━━━━━ DATASET

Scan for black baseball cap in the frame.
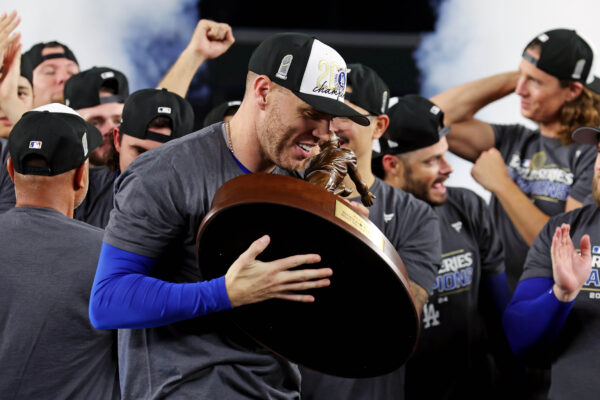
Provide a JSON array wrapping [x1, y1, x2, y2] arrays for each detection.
[[203, 100, 242, 126], [523, 28, 600, 93], [119, 89, 194, 143], [8, 103, 102, 176], [248, 33, 370, 126], [346, 64, 390, 115], [571, 126, 600, 146], [21, 56, 33, 87], [23, 41, 79, 71], [64, 67, 129, 110], [373, 94, 450, 158]]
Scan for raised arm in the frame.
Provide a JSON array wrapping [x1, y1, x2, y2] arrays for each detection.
[[503, 224, 592, 354], [430, 71, 519, 162], [0, 41, 27, 125], [158, 19, 235, 97], [89, 236, 333, 329]]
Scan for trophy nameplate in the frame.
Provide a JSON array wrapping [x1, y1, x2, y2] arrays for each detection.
[[197, 173, 419, 378]]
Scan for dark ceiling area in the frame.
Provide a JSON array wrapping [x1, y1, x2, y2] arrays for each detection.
[[198, 0, 437, 32], [187, 0, 440, 127]]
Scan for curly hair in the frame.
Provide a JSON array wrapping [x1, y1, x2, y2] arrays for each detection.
[[558, 81, 600, 146], [525, 38, 600, 146]]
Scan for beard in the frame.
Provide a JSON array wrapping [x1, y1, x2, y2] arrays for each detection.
[[592, 172, 600, 206], [258, 102, 308, 171], [90, 135, 116, 166], [402, 164, 446, 206]]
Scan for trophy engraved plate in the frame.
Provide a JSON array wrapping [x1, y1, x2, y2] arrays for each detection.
[[197, 173, 419, 378]]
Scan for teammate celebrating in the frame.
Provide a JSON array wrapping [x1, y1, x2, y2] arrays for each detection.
[[301, 64, 441, 400], [503, 123, 600, 399], [0, 104, 121, 400], [90, 33, 369, 399], [431, 29, 600, 290], [373, 95, 509, 399]]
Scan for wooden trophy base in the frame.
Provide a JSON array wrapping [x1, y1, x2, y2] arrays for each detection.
[[197, 173, 419, 378]]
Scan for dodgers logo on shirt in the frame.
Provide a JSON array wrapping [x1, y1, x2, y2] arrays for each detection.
[[581, 246, 600, 299]]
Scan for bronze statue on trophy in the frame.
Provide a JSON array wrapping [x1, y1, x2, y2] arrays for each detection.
[[304, 132, 375, 207]]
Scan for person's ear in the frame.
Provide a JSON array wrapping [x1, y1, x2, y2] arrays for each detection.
[[253, 75, 273, 110], [566, 82, 583, 101], [6, 157, 15, 183], [371, 114, 390, 140], [73, 160, 89, 191], [113, 126, 121, 153]]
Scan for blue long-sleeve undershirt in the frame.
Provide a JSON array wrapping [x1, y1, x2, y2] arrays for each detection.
[[483, 272, 510, 315], [502, 278, 575, 354], [89, 243, 232, 329]]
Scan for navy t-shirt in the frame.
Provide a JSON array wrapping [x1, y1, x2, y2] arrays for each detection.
[[300, 178, 442, 400], [406, 187, 504, 399], [104, 124, 300, 400], [73, 167, 117, 229], [521, 205, 600, 400], [490, 125, 596, 291]]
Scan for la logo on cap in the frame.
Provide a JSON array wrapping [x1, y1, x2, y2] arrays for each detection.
[[275, 54, 294, 80], [300, 40, 346, 102]]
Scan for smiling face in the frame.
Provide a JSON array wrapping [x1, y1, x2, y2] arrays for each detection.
[[77, 102, 123, 166], [401, 137, 453, 204], [0, 76, 33, 138], [515, 49, 574, 124], [331, 100, 377, 159], [33, 46, 79, 107], [257, 87, 331, 170]]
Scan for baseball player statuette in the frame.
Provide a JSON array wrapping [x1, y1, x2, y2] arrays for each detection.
[[304, 132, 375, 207]]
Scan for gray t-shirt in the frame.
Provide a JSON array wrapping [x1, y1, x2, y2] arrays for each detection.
[[73, 167, 117, 229], [490, 125, 596, 291], [104, 124, 300, 400], [0, 207, 120, 400], [521, 204, 600, 400], [300, 178, 441, 400], [406, 187, 504, 399], [0, 138, 16, 213]]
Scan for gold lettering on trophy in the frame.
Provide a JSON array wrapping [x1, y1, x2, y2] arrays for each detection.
[[335, 200, 385, 251]]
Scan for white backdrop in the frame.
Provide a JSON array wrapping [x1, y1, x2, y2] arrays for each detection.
[[0, 0, 600, 202]]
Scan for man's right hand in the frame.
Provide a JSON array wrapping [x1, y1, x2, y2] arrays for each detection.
[[188, 19, 235, 60], [225, 235, 333, 307], [550, 224, 592, 302]]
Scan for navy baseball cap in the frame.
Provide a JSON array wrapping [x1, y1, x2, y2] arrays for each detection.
[[8, 103, 102, 176], [64, 67, 129, 110], [119, 89, 194, 143], [23, 42, 79, 71], [571, 126, 600, 146], [523, 28, 600, 93], [346, 64, 390, 115], [248, 33, 370, 126], [373, 95, 450, 158]]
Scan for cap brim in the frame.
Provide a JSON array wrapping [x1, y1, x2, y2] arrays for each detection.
[[438, 125, 450, 139], [585, 76, 600, 94], [85, 121, 102, 153], [294, 91, 371, 126], [571, 126, 600, 146]]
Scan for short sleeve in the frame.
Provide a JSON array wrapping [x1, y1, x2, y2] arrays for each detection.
[[104, 154, 187, 257], [397, 198, 442, 295], [569, 145, 597, 203]]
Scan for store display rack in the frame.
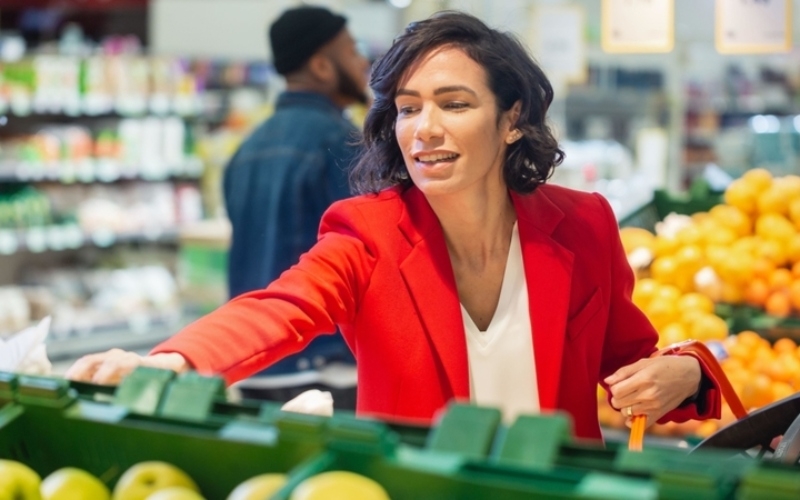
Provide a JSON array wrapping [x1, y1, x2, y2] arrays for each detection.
[[0, 368, 800, 500]]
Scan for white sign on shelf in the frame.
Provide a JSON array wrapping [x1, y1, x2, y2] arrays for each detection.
[[601, 0, 675, 53], [530, 5, 586, 83], [715, 0, 792, 54]]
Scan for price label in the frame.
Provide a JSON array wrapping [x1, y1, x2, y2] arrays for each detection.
[[715, 0, 792, 54], [601, 0, 675, 53]]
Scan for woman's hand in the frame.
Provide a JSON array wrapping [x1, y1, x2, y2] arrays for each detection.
[[605, 356, 703, 427], [64, 349, 189, 385]]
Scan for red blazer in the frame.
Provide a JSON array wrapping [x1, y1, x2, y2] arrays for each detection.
[[154, 185, 720, 438]]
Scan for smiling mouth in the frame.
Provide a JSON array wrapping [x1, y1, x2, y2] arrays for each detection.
[[414, 153, 461, 165]]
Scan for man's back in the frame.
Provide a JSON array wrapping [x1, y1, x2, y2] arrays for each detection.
[[224, 92, 356, 297]]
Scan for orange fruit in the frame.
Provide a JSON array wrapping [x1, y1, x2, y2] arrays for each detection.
[[731, 235, 760, 255], [677, 292, 714, 314], [650, 255, 679, 284], [709, 205, 753, 237], [788, 279, 800, 312], [772, 338, 797, 355], [780, 174, 800, 200], [735, 330, 763, 347], [744, 278, 770, 307], [785, 233, 800, 264], [658, 323, 689, 349], [764, 291, 792, 318], [789, 198, 800, 231], [741, 373, 772, 408], [694, 420, 719, 439], [653, 285, 682, 304], [753, 257, 775, 281], [632, 278, 660, 309], [723, 179, 759, 215], [768, 267, 793, 292], [675, 224, 704, 245], [756, 213, 797, 242], [715, 251, 756, 285], [742, 168, 773, 193], [644, 297, 679, 329], [675, 245, 705, 271], [705, 226, 739, 245]]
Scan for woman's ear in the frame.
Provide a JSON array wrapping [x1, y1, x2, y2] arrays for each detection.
[[506, 101, 522, 130], [503, 101, 522, 144]]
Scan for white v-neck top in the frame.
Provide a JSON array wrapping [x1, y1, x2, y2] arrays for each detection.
[[461, 224, 539, 424]]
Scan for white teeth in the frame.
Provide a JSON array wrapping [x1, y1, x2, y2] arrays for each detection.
[[417, 153, 458, 162]]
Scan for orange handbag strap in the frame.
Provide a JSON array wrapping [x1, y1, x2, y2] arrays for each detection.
[[628, 340, 747, 451]]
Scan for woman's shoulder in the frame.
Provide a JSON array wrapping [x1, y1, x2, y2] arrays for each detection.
[[327, 188, 403, 222], [535, 184, 616, 235]]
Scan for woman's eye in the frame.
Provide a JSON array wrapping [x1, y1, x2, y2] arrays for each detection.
[[444, 102, 469, 110], [397, 106, 414, 116]]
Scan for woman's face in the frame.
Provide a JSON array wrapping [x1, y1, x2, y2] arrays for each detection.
[[395, 47, 516, 195]]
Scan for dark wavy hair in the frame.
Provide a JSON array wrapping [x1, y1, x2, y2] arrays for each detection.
[[350, 11, 564, 193]]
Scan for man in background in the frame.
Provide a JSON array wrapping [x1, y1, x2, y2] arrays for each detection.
[[221, 6, 368, 408]]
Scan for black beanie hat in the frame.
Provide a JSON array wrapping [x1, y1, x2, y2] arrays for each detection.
[[269, 6, 347, 75]]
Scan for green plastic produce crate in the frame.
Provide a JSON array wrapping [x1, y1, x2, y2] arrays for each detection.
[[619, 180, 723, 231], [0, 368, 796, 500], [714, 304, 800, 342]]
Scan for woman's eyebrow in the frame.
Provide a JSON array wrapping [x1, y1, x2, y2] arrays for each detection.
[[395, 85, 478, 97]]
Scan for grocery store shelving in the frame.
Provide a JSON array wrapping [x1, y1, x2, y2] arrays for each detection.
[[47, 314, 195, 364]]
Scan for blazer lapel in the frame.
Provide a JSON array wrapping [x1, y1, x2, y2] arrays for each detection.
[[511, 189, 574, 410], [398, 187, 470, 399]]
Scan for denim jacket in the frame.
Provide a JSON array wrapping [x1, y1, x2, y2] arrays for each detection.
[[223, 92, 358, 372]]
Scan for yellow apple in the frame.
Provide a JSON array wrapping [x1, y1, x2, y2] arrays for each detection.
[[289, 470, 389, 500], [227, 474, 286, 500], [112, 461, 200, 500], [0, 460, 42, 500], [145, 486, 203, 500], [40, 467, 111, 500]]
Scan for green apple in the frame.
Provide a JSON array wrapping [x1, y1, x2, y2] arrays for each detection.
[[289, 470, 389, 500], [112, 461, 200, 500], [0, 460, 42, 500], [145, 486, 203, 500], [227, 474, 286, 500], [40, 467, 111, 500]]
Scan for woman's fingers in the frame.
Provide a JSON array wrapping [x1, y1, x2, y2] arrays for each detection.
[[64, 349, 142, 385]]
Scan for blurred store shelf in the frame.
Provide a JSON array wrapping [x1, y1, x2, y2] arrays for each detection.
[[47, 310, 196, 364], [0, 228, 178, 255]]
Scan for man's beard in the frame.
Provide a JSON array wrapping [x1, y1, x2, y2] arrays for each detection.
[[333, 60, 369, 104]]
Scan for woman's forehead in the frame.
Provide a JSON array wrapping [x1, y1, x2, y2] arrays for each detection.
[[397, 45, 485, 89]]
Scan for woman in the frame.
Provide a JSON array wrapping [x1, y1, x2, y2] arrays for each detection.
[[67, 12, 719, 438]]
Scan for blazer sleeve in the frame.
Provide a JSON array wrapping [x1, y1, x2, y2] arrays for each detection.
[[595, 194, 721, 423], [151, 203, 375, 384]]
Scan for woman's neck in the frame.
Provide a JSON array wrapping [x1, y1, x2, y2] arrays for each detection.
[[428, 188, 517, 270]]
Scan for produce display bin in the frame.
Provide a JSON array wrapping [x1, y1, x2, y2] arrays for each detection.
[[619, 180, 723, 232], [0, 368, 800, 500]]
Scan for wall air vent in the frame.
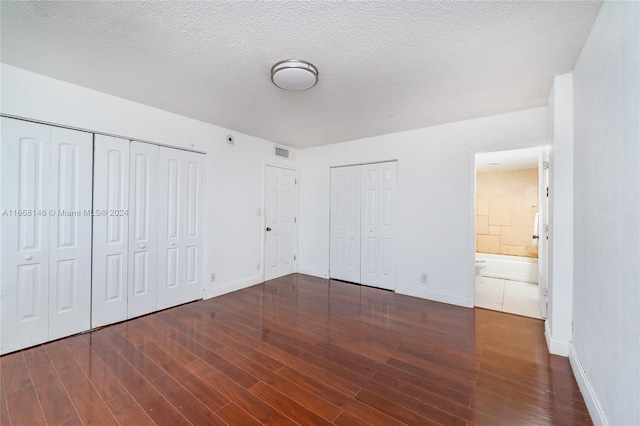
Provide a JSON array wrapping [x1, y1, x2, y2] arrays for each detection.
[[276, 146, 289, 158]]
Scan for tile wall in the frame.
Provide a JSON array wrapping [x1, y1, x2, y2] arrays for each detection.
[[476, 168, 538, 257]]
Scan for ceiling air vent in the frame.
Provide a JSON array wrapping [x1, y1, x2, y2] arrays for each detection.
[[276, 146, 289, 158]]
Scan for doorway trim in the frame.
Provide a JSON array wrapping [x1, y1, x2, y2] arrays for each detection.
[[467, 138, 553, 312]]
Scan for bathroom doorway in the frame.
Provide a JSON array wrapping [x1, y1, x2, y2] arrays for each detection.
[[475, 147, 548, 319]]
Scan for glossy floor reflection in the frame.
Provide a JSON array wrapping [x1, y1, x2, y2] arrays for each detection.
[[0, 275, 591, 425]]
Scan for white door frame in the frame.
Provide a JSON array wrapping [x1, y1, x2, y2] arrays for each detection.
[[467, 139, 552, 308], [260, 162, 300, 282]]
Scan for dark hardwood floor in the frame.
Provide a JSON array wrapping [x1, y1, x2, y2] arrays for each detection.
[[0, 275, 591, 425]]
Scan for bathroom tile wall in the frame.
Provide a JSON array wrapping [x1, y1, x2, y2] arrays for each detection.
[[476, 168, 538, 257]]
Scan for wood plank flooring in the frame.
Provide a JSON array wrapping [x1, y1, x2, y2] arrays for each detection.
[[0, 274, 591, 425]]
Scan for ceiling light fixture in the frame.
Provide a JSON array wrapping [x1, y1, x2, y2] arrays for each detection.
[[271, 59, 318, 91]]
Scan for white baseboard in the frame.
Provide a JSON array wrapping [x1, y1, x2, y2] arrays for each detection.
[[544, 320, 569, 356], [202, 274, 264, 299], [396, 285, 472, 308], [298, 266, 329, 278], [569, 343, 609, 426]]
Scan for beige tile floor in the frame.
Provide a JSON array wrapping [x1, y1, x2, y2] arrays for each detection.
[[476, 276, 542, 319]]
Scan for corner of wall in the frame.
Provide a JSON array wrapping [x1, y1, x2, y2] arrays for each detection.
[[298, 266, 329, 279], [569, 343, 610, 426], [544, 320, 571, 357], [202, 274, 264, 300]]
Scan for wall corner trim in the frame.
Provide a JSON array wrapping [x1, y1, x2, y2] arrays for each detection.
[[298, 266, 329, 279], [202, 274, 264, 300], [395, 285, 473, 308], [569, 343, 610, 426], [544, 318, 570, 357]]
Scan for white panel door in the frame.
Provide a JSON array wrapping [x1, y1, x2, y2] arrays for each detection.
[[182, 151, 205, 303], [157, 147, 185, 309], [330, 166, 361, 283], [330, 161, 398, 290], [49, 127, 93, 340], [360, 164, 380, 287], [127, 141, 159, 318], [264, 166, 296, 281], [0, 118, 51, 354], [375, 161, 398, 290], [91, 135, 129, 327], [157, 147, 205, 309]]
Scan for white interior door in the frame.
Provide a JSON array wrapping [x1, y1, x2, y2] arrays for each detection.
[[127, 141, 159, 318], [0, 118, 51, 354], [91, 135, 129, 327], [182, 151, 206, 303], [360, 162, 397, 290], [49, 127, 93, 340], [330, 166, 361, 283], [538, 149, 549, 318], [157, 147, 185, 309], [376, 161, 398, 290], [157, 147, 204, 309], [264, 166, 296, 281]]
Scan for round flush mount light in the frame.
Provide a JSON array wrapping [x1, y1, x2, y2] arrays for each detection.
[[271, 59, 318, 91]]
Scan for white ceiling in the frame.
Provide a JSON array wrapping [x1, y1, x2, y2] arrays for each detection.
[[0, 1, 601, 148]]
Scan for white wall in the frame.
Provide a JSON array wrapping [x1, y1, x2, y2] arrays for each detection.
[[298, 107, 547, 306], [570, 2, 640, 425], [545, 74, 573, 356], [1, 64, 295, 297]]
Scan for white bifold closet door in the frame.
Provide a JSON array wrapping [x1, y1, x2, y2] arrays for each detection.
[[92, 141, 205, 327], [157, 147, 204, 309], [91, 135, 130, 327], [0, 118, 93, 353], [330, 166, 362, 283], [330, 161, 398, 290], [127, 142, 161, 318]]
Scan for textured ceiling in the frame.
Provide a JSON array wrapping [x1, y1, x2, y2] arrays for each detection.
[[0, 1, 600, 148]]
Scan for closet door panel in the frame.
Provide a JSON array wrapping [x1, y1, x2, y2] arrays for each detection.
[[182, 151, 205, 303], [330, 166, 361, 283], [0, 118, 51, 354], [127, 141, 158, 318], [376, 161, 398, 290], [49, 127, 93, 340], [157, 147, 186, 309], [91, 135, 129, 327]]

━━━━━━━━━━

EXERCISE REQUIREMENTS
Could you set down the data above word for word, from its first line up to and including the line containing "95, 509, 399]]", leaving out the pictures?

PROBLEM SOLUTION
Scan for black baseball cap in the frame.
Provide a JSON array wrapping [x1, y1, x2, y2] arrays for each detection.
[[203, 100, 242, 126], [523, 28, 600, 93], [119, 89, 194, 143], [8, 103, 102, 176], [248, 33, 370, 126], [346, 64, 390, 115], [571, 126, 600, 146], [21, 56, 33, 87], [23, 41, 79, 71], [64, 67, 129, 110], [373, 94, 450, 158]]
Scan for raised arm in the frame.
Provide a JSON array wrapping [x1, y1, x2, y2] arrays for each detection.
[[503, 224, 592, 354], [430, 71, 519, 162], [0, 41, 27, 125], [158, 19, 235, 97], [89, 236, 333, 329]]
Scan for trophy nameplate in the frame.
Provide a JSON array wrapping [x1, y1, x2, y2] arrays for each detection.
[[197, 173, 419, 378]]
Scan for dark ceiling area in the frame.
Provide a JSON array wrapping [x1, y1, x2, y2] arrays for each detection.
[[198, 0, 437, 32], [187, 0, 440, 127]]
Scan for curly hair in the frame.
Provide a JSON array wrapping [x1, y1, x2, y2] arrays for each detection.
[[558, 81, 600, 146], [525, 38, 600, 146]]
Scan for beard in the frame.
Provide a JSON array wrapping [x1, y1, x2, y2] arrays for each detection.
[[592, 172, 600, 206], [258, 102, 308, 171], [90, 135, 116, 166], [402, 164, 446, 206]]
Scan for trophy engraved plate in the frame.
Provide a JSON array wrapping [x1, y1, x2, y2] arrays for each detection.
[[197, 173, 419, 378]]
Scan for teammate celebrating in the frame.
Provide a JSON array wrapping [x1, y1, x2, y2] arrays for each detection.
[[301, 64, 441, 400], [503, 123, 600, 399], [0, 104, 121, 400], [90, 33, 369, 399], [431, 29, 600, 290], [373, 95, 509, 399]]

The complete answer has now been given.